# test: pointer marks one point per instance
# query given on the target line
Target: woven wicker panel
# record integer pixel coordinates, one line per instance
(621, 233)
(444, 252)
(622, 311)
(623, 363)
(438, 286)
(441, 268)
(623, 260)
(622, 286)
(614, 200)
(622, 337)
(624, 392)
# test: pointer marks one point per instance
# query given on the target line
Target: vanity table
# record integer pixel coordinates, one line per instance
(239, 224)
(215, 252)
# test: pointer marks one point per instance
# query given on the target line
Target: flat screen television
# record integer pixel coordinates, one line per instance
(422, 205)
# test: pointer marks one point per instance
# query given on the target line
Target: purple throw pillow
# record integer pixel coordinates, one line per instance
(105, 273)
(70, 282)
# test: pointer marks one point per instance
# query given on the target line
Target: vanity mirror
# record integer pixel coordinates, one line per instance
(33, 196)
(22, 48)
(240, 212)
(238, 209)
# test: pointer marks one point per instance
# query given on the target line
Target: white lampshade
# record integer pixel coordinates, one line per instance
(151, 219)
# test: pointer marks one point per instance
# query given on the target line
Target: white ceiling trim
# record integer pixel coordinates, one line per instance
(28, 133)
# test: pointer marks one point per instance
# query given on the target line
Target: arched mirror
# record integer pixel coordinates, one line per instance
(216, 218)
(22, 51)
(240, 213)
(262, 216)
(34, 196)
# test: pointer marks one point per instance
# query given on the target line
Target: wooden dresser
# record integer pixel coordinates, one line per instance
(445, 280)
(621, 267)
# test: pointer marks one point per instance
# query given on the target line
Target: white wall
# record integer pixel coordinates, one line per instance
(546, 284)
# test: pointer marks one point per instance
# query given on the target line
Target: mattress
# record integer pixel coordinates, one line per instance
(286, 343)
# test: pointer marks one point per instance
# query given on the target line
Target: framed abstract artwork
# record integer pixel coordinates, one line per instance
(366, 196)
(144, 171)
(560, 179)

---------------

Each entry is to be returned in full, character for character.

# test: pointer marks one point per instance
# query given on the target line
Target: woven wicker panel
# record integer pixel coordinates, one line per instance
(621, 233)
(444, 252)
(622, 311)
(623, 363)
(438, 286)
(441, 268)
(623, 260)
(622, 286)
(614, 200)
(622, 337)
(624, 392)
# test: pointer marks one point per instance
# query given on the target line
Target: vanity table
# record integer pixel coordinates, one line per instance
(239, 224)
(215, 252)
# test: pointer marks one point per instance
# query given on the target line
Target: flat screen television
# record integer pixel coordinates, one line per instance
(422, 205)
# test: pointer marks one point per instance
# query given on the target line
Target: purple throw pillow
# record integer pixel coordinates, one line per instance
(105, 273)
(70, 282)
# test: pointer marks one point per instance
# query given on the target line
Target: vanity mirror
# record integer pixel coordinates, one line per instance
(33, 196)
(22, 48)
(240, 212)
(238, 209)
# test: pointer marks one point per instance
# query given on the target line
Target: white lampshade
# record integer pixel coordinates, one line per instance
(151, 219)
# test: pointer marks one point per instance
# query given on the target line
Target: white ceiling trim
# record integer pixel coordinates, one line per instance
(28, 133)
# test: pointer marks one point per instance
# query given on the target line
Target: arched mirror
# record integer pixel coordinates, one line per instance
(216, 218)
(22, 51)
(240, 213)
(262, 216)
(34, 196)
# test: pointer marks one point per instance
# query given on the target line
Target: wooden dresser
# record integer pixel coordinates, one line per instance
(445, 280)
(621, 267)
# test: pointer marks one point per instance
# query given on the target line
Target: white wall
# record integer pixel coordinates, one line per instance
(546, 284)
# test: pointer marks one point per instance
# query given on the target line
Target: mattress
# record integer pixel coordinates, one line per instance
(286, 343)
# test: pointer marks one point per instance
# query given on the target line
Target: framed abstract artwork
# record integer pixel coordinates, one line per instance
(366, 196)
(144, 171)
(560, 179)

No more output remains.